[Natural language region descriptions]
========================

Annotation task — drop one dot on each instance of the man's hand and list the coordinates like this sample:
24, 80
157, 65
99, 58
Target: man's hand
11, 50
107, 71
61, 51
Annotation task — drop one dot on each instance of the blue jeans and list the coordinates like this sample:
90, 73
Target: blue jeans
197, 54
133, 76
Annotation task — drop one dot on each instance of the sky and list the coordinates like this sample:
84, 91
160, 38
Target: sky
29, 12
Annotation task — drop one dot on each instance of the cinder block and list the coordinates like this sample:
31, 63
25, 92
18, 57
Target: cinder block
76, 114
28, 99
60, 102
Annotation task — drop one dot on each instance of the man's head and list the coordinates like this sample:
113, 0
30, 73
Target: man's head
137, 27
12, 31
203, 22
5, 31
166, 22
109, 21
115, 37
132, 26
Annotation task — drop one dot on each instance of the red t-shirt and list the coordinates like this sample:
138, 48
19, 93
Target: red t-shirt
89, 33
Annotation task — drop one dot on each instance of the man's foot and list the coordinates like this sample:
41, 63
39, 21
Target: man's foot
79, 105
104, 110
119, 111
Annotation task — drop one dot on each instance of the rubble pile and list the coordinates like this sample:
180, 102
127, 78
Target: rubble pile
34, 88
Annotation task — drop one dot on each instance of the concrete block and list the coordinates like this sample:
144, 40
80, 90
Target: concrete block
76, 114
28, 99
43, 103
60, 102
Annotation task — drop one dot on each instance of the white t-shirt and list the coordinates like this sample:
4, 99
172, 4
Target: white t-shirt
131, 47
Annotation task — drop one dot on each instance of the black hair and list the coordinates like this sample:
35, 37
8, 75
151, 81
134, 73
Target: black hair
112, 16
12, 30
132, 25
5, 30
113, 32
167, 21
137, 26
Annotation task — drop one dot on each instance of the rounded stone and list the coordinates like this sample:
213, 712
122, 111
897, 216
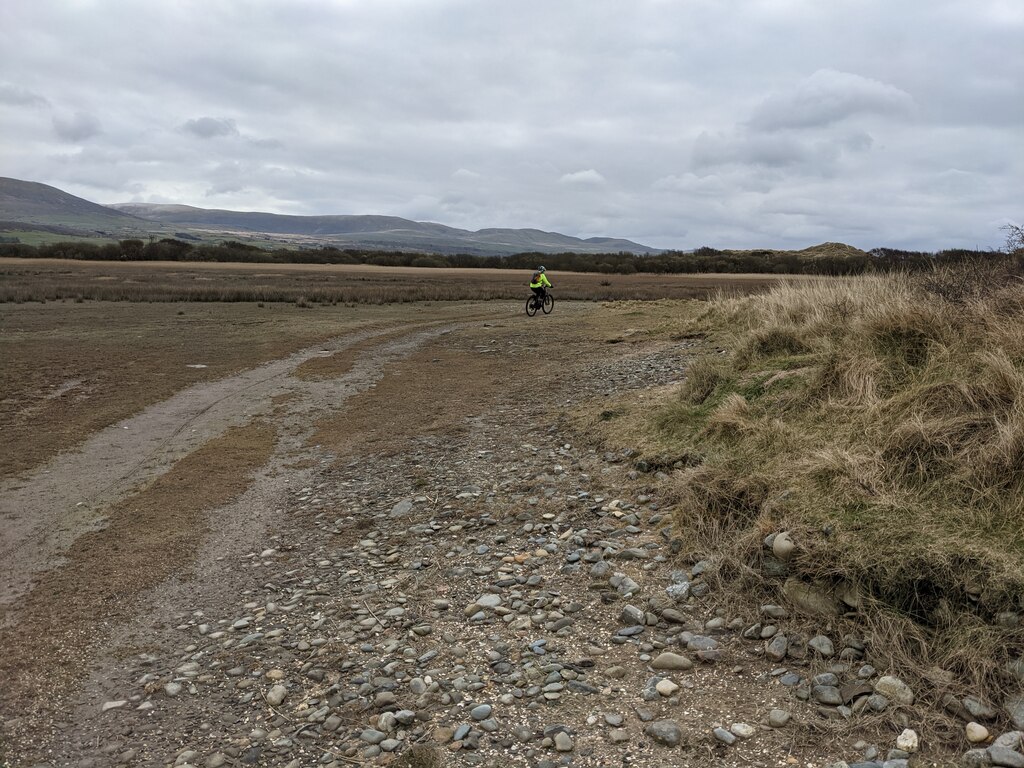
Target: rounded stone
666, 687
480, 712
907, 740
894, 689
665, 732
782, 546
742, 730
778, 718
563, 741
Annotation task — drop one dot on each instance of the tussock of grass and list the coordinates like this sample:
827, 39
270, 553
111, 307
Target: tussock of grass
881, 419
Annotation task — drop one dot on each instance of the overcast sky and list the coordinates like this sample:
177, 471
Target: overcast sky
729, 123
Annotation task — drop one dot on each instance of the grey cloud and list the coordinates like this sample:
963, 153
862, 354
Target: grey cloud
480, 114
77, 127
585, 177
11, 94
210, 127
828, 96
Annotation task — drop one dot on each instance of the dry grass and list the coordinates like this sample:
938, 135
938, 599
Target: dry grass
306, 285
881, 419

========================

* **TASK**: Copy every record exactly, leaving the pictures out.

* **EXERCISE SOLUTION**:
Annotation task — drop one dot on each instance of the man's hand and list the coordinates like this sample:
24, 80
157, 65
99, 58
Target: man's hand
11, 50
107, 71
61, 51
Annotation task — drop one dot on each instance of the blue jeans and list the coordinates like this sample:
90, 73
Target: blue jeans
197, 54
133, 76
Annotation task — drop one dot on each instance of the sky and list the coordinates like this sample:
84, 91
160, 38
Target: sky
29, 12
Annotation task — drop one dot on each instance of the cinder block and list the coordinates like this sample:
31, 63
25, 92
18, 57
Target: cinder block
76, 114
28, 99
60, 102
Annotation task — drop one dot on each instance of the man's head and list the coordinates like this sample:
113, 0
30, 73
Target: man's head
137, 27
12, 31
203, 22
5, 31
166, 22
109, 21
115, 37
132, 26
Annotation task — drop one dot on each instance of the red t-shirt and list the coordinates like this sample:
138, 48
19, 93
Target: red t-shirt
89, 33
Annotation task — drop one dot on each instance of the man's foot and list the coordinates like this sample:
41, 63
39, 21
Target: man's foot
79, 105
104, 110
119, 111
Annotation task — drop one dot on each instance of the rubble pile and list the coordinates like this sample:
180, 102
127, 78
Target: rubble pile
34, 88
Annotation task — drop one dot on each instance of the concrete block and list the coordinates like this sample:
144, 40
80, 90
Target: concrete block
76, 114
28, 99
43, 103
60, 102
Annotation task — drop one dot on each instance of the white t-shirt and list the coordinates like this sample:
4, 99
172, 4
Target: white t-shirt
131, 47
Annotation task — drop one dot on each instance of the black hair and list the coordinates like this sample:
35, 37
8, 75
151, 81
134, 73
Target: black hair
112, 16
12, 30
132, 25
5, 30
113, 32
167, 21
137, 26
Annotation task — drop one dot on each instance of the rounded stone and list the coordinates like this sample:
213, 712
122, 111
897, 216
Target: rounded stone
666, 687
480, 712
907, 740
894, 689
665, 732
782, 546
742, 730
778, 718
563, 741
Annotation task — drop one dot on each instance of the tussock of grass and list the coordinates like this sample:
827, 39
270, 553
111, 307
Target: tussock of grass
881, 419
Annotation task — drop one dot on each instance of the overcast sky and list the coordinates like this sample:
177, 471
Target: overcast sky
729, 123
Annotation task — drop one dot on each instance of the grey cloud and list the coordinates like this sample:
963, 153
862, 354
Target: grey cloud
480, 114
77, 127
585, 177
11, 94
210, 127
828, 96
Annotation task — drop one dot on each instance of the dry grass and list the coordinates like this sample:
938, 135
938, 599
Target: dry grass
306, 285
881, 419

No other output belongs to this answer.